What follows is a set of records. Repeat them word for word.

··· Study material ···

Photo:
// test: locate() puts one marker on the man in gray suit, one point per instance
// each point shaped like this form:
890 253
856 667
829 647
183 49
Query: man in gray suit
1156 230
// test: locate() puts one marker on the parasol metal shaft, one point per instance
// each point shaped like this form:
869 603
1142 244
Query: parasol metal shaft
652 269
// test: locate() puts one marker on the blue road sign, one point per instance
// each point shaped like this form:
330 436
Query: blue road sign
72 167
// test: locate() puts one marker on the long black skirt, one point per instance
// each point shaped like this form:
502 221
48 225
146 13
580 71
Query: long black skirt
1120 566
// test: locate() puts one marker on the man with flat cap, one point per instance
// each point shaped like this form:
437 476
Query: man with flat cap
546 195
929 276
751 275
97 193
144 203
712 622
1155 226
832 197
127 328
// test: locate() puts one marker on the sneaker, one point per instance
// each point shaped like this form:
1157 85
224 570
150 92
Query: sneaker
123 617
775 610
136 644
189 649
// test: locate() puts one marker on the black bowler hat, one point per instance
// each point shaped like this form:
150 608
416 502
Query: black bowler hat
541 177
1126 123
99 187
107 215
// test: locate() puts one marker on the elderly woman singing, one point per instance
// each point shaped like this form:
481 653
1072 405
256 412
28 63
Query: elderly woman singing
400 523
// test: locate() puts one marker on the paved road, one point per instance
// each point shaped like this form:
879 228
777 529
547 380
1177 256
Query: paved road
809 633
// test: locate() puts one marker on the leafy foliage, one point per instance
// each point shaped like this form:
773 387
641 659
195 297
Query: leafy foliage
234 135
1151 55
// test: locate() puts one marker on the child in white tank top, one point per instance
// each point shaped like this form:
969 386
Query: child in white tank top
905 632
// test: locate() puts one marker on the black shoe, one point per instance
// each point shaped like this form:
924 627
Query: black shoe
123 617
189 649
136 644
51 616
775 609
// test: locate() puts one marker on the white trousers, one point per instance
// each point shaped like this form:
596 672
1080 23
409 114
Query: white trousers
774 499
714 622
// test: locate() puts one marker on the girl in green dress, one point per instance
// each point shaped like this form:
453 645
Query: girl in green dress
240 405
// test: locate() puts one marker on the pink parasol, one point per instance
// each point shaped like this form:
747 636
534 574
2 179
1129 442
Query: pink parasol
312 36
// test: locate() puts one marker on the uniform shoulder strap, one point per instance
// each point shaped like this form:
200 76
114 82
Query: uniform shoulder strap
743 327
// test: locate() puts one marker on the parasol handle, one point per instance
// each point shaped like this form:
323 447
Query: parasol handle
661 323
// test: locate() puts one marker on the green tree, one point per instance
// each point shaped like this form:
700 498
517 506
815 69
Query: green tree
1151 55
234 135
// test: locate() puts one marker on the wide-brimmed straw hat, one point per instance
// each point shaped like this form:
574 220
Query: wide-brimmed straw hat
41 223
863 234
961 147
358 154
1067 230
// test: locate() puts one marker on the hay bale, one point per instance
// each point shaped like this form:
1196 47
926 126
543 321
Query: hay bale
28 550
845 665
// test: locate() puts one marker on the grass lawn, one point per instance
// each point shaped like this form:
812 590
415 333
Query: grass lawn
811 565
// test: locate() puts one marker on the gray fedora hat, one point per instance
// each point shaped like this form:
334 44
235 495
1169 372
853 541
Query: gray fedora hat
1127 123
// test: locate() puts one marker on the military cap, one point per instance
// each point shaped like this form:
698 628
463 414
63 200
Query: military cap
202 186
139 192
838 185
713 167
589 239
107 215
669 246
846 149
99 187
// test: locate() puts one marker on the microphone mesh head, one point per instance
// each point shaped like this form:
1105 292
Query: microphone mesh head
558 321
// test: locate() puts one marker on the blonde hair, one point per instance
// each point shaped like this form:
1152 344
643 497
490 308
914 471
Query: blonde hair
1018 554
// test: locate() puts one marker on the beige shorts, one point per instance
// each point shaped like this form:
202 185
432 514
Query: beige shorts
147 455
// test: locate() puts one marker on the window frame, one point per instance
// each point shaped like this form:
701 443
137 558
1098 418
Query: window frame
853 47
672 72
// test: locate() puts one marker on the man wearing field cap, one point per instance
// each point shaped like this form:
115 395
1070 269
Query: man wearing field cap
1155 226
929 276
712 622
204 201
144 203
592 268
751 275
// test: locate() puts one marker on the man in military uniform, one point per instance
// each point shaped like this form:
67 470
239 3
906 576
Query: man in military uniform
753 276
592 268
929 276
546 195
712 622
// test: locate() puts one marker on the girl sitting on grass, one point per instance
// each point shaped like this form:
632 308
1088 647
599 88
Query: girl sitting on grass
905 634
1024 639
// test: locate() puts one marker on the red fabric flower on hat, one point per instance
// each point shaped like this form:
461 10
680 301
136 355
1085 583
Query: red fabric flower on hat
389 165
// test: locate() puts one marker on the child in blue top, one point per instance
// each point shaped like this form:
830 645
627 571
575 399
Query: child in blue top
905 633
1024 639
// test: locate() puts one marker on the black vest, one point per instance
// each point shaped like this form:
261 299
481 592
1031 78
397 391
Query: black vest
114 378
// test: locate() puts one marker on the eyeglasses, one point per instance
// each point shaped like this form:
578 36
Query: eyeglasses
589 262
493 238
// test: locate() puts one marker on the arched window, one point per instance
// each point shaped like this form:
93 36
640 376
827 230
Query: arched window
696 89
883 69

···

→ **Exercise answer**:
Photo:
// test: locate() puts one marker on the man in gray suit, one point per instance
// each point shaped like this form:
890 253
856 667
829 647
183 49
Query: man in gray suit
1156 230
// test: locate() puts one marker on the parasol metal shaft, one point per instance
// each point shaped like this form:
869 603
1142 244
Query: parasol metal shaft
652 269
// test: locate() puts one marker on the blue road sign, one point per instance
// each point shaped like this form:
330 436
Query: blue road sign
72 167
// test: locate() puts one marker on the long black skirt, one point per instance
// each point shaped like this form:
502 221
48 225
146 13
580 71
Query: long black skirt
1120 566
// test: locate() puts one marker on the man with flat cap, one point per instance
// each point shaped like this form:
437 476
Query: man with flat cap
546 195
929 276
751 275
97 193
144 203
712 622
1155 226
832 197
127 328
// test: locate() puts one marker on the sneaker, one point per instance
// each point shaped like this form:
1157 85
224 570
150 92
Query: sneaker
123 617
775 610
136 644
189 649
// test: locate() puts one marker on the black bowler hat, one point per instance
// each point shaped like this form:
150 608
416 502
Query: black bowler hat
541 177
1126 123
99 187
107 215
// test: locate() puts one marker on the elderly woman singing, one point per instance
// each point shaped like this form:
481 653
1072 405
256 412
28 63
Query: elderly woman singing
400 523
// test: locate() puts one marker on the paved road, one point per instance
// each point shaped like this form:
879 228
777 529
547 380
1177 256
Query: paved road
809 633
// test: locate() puts one marker on the leafy foliage, one point per instance
// each point shaped like this form:
773 387
641 659
195 297
Query: leafy foliage
234 135
1151 55
// test: locate() puts one marker on the child in white tank top, one point per instance
// each point shaped like this form:
969 386
Query: child in white tank top
905 632
// test: locate() puts one marker on the black shoe, one point per instance
// each point shaped like this form:
924 627
Query: black shoe
123 617
189 649
136 644
51 616
775 609
// test: locate() puts one marker on the white trousers, one point per instance
// each point shaped like this form:
596 672
1080 23
409 114
Query: white trousers
774 499
714 622
// test: locate() puts one marker on the girl in green dress, one point per instance
// each point shaped like this form:
453 645
Query: girl in green dress
240 405
// test: locate() puts one marker on the pink parasol, one point per instance
// each point shaped like this form:
747 636
534 574
2 179
1129 442
Query: pink parasol
312 36
// test: locate() puts one marker on the uniform shoulder strap, one point per instance
// each point shaped like this form:
200 76
114 82
Query: uniform shoulder strap
743 327
// test: locate() puts one marker on the parasol handle, one point per instance
// each point shaped like this form:
323 447
Query: parasol handle
661 323
// test: locate() puts one marker on the green tree, one point per instance
// each point shaped like this form:
700 498
517 506
815 69
Query: green tree
1151 55
234 135
// test: locate() puts one marker on the wide-brimmed straw hat, one point per instance
// each point shaped like this form:
574 220
Query: wide-brimmed straw hat
41 223
863 234
961 147
358 154
1067 230
// test: locate() puts one marker on the hay bale, one point per instance
// each point shaped like this form:
1196 47
926 126
543 321
Query: hay bale
28 550
845 665
// test: locate() puts one marker on the grass lawn, one point per instance
// each point shaped like this form:
812 590
415 333
Query: grass lawn
811 565
// test: locate() puts one marker on the gray fedora hat, one point per instance
// each point shaped like this form:
334 44
235 495
1169 372
853 541
Query: gray fedora hat
1127 123
// test: locate() puts one marker on the military cap, one point per instance
// each point shaped like this form:
698 628
463 414
63 200
Query: military cap
202 186
139 192
838 185
713 167
589 239
107 215
669 246
846 149
99 187
// test: locate() puts one marker on the microphone mesh head, one point per instance
// each point shaped like this form:
1105 292
Query: microphone mesh head
558 321
// test: locate() puts one marker on the blonde hair, one point per instance
// each point shaped like this form:
1152 344
643 497
490 308
914 471
Query: blonde hair
1018 554
// test: locate() puts one marker on the beige shorts, one point per instance
// each point shaped like this form:
202 185
432 514
Query: beige shorts
147 455
// test: locate() puts one marker on the window frame, one point per instance
// each point shaped like this form:
701 443
137 558
1098 418
Query: window frame
853 47
672 72
// test: locate() puts one marker on the man wearing field cap, one point per instance
// each point shaped like this form:
115 395
1070 269
Query: man wearing field cap
1155 226
929 276
712 622
204 201
144 203
592 268
751 275
// test: locate() puts one marker on the man in military uniform, one point per instance
// each point shaped like this form:
67 470
239 3
906 576
Query: man in military uniform
753 276
592 268
929 276
546 195
712 622
// test: locate() puts one marker on the girl sitting on grass, one point per instance
// each point shaped like this form:
632 308
1088 647
599 88
Query: girl sitting on grass
905 634
1024 639
// test: locate() puts one marker on the red fabric flower on hat, one point per instance
// each point shaped like this form:
461 10
680 301
136 355
1085 583
Query: red fabric flower on hat
389 165
// test: locate() puts one marker on the child in blue top, one point per instance
// each point shaped like this form:
830 645
627 571
575 399
Query: child in blue top
905 633
1024 639
// test: locate() puts one marker on the black vest, one point per instance
// each point shaped like this form:
261 299
481 592
1031 78
397 391
Query: black vest
114 378
// test: locate() puts one marker on the eyeglasses, one point per instance
// each point shaped like this form:
578 36
Query: eyeglasses
589 262
493 238
// test: locate() puts one marker on the arched window, one point per instance
// each point shaped like this form:
93 36
640 376
827 230
Query: arched window
696 89
883 69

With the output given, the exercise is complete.